_Excerpt_:
============================================================

Then the hatch was opened and food was set down in front of the quiet child, who ate it. But however much he ate, his plate filled up again. And the food looked
so delicious, Christian would have liked to eat it himself!

'These children was Patience and Passion,' said the Curator. 'Passion wants happiness
now, at once, instantly. He gets it, too, but of course it doesn't last. Patience waits for true happiness - the lasting kind which is never used up.'
passion--something i think i know (for all entitled to locked entries, yeah, fine, i defnitely have that...). patience--so near yet so far. food--something i really, really find very, very hard to resist. hunger--the pangs of which i dread. but for the sake of everlasting good food and an eternal filled stomach, perhaps everything would indeed be worth the patience i hope like hell i'll find i possess.

Hopeful knew what he was thinking. She also knew that, without Christian, she would be too young and too afraid to hold out against the Giant Despair.
too young, too afraid--feelings (i'm afraid) i'm only too familiar with. hope--what keeps people going; what keeps them from despairing. is it not so much purpose rather than hope that keeps people on? okay, i've run outta words...... go read it yourself.



on to something else. a friend messaged me today saying he was really kinda interested in english and was considering an english minor so he was just asking me about the workload for lit and stuff. he's actually planning to take ph1101e too... something i took before. so fun to have somebody new to talk all that funny english/lit stuff to. and then i can finally rid myself of some useless notes from the past, haha!

============================================================

_Supplied records_:

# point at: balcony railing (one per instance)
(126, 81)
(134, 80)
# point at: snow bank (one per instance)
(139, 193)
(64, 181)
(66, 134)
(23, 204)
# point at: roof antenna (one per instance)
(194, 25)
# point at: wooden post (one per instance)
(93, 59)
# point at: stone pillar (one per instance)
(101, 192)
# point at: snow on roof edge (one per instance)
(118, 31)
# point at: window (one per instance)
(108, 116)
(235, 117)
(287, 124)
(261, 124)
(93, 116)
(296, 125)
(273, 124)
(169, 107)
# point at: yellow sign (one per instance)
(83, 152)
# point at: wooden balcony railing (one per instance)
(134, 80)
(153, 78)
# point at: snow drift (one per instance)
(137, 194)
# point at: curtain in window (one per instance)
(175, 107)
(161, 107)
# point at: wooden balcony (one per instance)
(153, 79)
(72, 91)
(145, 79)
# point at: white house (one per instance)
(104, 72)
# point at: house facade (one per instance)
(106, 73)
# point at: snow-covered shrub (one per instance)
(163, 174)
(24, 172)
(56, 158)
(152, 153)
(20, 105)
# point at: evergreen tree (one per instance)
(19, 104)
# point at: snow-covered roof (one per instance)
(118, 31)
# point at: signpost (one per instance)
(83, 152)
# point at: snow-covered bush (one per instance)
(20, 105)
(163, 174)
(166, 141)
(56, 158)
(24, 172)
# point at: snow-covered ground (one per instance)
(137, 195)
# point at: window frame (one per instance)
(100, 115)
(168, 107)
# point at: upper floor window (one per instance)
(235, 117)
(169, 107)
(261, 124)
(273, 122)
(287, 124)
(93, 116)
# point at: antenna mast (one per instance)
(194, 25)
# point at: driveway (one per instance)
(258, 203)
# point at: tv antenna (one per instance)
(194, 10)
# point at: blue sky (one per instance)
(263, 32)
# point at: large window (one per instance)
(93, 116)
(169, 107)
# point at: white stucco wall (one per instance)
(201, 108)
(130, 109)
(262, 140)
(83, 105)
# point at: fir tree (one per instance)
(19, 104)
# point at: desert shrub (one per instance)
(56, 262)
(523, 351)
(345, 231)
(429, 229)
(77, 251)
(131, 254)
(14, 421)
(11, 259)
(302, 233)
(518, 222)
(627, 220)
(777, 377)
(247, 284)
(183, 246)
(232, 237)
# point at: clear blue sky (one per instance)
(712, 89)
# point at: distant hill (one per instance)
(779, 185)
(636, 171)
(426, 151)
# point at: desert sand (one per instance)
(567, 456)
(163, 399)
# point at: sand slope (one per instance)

============================================================

_Brief_: Output the passage of the excerpt from "too young, too" to "read it yourself.", copied word for word. The records were drawn from a separate source.

_Solution for this exercise_:
too young, too afraid--feelings (i'm afraid) i'm only too familiar with. hope--what keeps people going; what keeps them from despairing. is it not so much purpose rather than hope that keeps people on? okay, i've run outta words...... go read it yourself.